Ruminococcus bromii is a keystone species, playing a large role in the digestion of resistant starches. It has been proposed that the primary role played by R. bromii is to release energy from resistant starch to other members of the microbial community, giving it an important role for maintaining microbial community balance. R. gnavus can efficiently cross-feed on starch degradation products released by R. bromii, even though it is normally a mucin degrading bacteria.
R. bromii ferments resitant starch which is correlated with increased butyrate production downstream. The major fermentation products include acetate, H2, and CO2. The byproducts of the degradation of resistant startch are used by the bacterial species. Therefore, R. bromii supports microbiome diversity through cross-feeding. One study showed that five species, including R. bromii, were significantly more abundant in stool samples from obese individuals versus non-obese individuals. R. bromii is enriched in healthy twins versus those with food allergies. An infant study showed that depletion of R. bromii and Akkermansia muciniphila was associated with reduced butyrate and theh developmenet of atopic dermatitis.

Free-text object descriptions
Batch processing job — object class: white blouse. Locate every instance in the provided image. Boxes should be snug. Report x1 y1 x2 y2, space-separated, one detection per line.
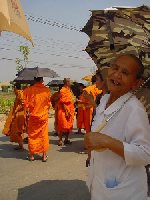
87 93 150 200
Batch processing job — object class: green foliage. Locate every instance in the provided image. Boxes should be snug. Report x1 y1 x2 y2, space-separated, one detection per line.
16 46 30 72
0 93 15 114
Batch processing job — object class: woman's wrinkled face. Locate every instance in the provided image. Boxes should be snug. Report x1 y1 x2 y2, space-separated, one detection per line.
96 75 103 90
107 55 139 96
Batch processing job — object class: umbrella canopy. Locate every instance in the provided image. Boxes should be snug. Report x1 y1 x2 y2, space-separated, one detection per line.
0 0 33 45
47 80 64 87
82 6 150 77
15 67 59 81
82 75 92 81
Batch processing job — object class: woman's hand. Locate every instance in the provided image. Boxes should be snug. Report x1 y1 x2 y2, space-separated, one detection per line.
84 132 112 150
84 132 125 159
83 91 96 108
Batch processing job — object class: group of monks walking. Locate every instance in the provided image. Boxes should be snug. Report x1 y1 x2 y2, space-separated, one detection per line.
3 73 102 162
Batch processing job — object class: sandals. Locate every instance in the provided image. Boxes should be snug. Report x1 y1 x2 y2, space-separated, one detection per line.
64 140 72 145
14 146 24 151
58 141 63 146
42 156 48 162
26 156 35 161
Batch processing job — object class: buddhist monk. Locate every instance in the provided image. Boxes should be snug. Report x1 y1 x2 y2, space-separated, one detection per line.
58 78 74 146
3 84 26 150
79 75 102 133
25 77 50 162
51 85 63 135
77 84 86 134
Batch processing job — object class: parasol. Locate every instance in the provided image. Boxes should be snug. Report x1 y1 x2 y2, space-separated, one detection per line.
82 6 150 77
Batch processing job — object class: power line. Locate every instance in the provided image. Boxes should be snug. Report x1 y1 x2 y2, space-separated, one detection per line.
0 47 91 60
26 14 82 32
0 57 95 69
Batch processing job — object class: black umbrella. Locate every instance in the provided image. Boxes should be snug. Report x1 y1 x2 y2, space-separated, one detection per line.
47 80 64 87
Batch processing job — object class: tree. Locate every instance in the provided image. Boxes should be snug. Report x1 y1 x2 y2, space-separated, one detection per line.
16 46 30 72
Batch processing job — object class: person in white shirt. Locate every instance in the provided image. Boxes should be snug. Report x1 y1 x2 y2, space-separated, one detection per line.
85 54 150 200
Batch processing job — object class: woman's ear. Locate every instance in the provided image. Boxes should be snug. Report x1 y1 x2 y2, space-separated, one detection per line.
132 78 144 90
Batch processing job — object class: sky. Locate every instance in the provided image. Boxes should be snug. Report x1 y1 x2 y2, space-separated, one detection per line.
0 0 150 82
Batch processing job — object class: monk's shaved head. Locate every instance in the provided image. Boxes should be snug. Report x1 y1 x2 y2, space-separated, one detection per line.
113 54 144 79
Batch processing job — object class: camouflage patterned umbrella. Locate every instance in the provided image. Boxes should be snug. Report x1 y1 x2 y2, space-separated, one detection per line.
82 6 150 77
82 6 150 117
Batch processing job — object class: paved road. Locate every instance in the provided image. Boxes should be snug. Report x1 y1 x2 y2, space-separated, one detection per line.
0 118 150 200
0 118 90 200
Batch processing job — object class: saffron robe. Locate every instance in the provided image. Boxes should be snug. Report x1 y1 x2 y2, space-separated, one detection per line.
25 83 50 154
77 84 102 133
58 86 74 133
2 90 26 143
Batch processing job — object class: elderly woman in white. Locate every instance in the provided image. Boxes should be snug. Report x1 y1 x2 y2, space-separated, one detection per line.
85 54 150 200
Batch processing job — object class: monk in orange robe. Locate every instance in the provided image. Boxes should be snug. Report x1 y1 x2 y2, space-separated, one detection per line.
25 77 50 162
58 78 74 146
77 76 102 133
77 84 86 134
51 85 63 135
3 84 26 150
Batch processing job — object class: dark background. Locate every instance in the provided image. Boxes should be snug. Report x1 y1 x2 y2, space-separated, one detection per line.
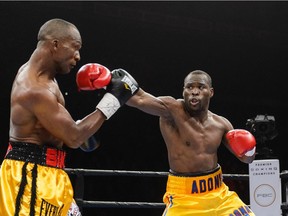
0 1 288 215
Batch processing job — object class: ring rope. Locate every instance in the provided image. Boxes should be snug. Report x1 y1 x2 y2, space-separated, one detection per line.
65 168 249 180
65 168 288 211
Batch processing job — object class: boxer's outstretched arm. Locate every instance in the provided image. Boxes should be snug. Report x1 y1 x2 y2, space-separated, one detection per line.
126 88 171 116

▸ DIRECTIONS
- a) Transcribe the passage on Ruminococcus bromii from "R. bromii ferments" up to and including "of atopic dermatitis.".
- b) Can you recast the paragraph of the passage on Ruminococcus bromii that begins "Ruminococcus bromii is a keystone species" as a short bulleted list that keeps its main facts?
- c) In the passage on Ruminococcus bromii, what are the major fermentation products of R. bromii?

▸ RESPONSES PER TASK
- a)
R. bromii ferments resitant starch which is correlated with increased butyrate production downstream. The major fermentation products include acetate, H2, and CO2. The byproducts of the degradation of resistant startch are used by the bacterial species. Therefore, R. bromii supports microbiome diversity through cross-feeding. One study showed that five species, including R. bromii, were significantly more abundant in stool samples from obese individuals versus non-obese individuals. R. bromii is enriched in healthy twins versus those with food allergies. An infant study showed that depletion of R. bromii and Akkermansia muciniphila was associated with reduced butyrate and theh developmenet of atopic dermatitis.

- b)
- R. bromii is a keystone species with a large role in digesting resistant starches.
- Its proposed primary role is releasing energy from resistant starch to other members of the microbial community, which makes it important for keeping the community in balance.
- R. gnavus, normally a mucin-degrading bacterium, can efficiently cross-feed on starch degradation products released by R. bromii.

- c) Acetate, H2, and CO2.